- Exercise instructions: Rewrite every line of the records below with "cloud" replaced by "smoke plume" and nothing else changed. Leave the pictures out of the result.

- Materials provided:
══════════
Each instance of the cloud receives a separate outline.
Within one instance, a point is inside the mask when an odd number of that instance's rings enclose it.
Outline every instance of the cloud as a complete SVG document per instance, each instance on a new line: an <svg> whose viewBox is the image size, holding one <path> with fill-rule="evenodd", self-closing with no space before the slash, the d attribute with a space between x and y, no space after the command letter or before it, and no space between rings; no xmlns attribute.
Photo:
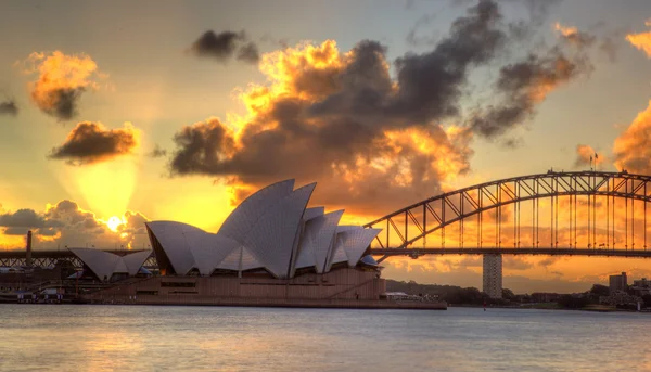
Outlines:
══════════
- Response to the task:
Each instance of the smoke plume receives a separate outline.
Within one instance, a point is inside the mask when an odd number of that instance's rings enclose it.
Outline every instance of the smoke plume as a complete SVG document per instance, each instance on a new line: an <svg> whose viewBox is the image size, holding one <path> with fill-rule="evenodd", self-closing with no space before the slash, the d attribute with a space between x and y, no space after the command letter or before it, and no space between rings; no xmlns attribute.
Photo:
Outlines:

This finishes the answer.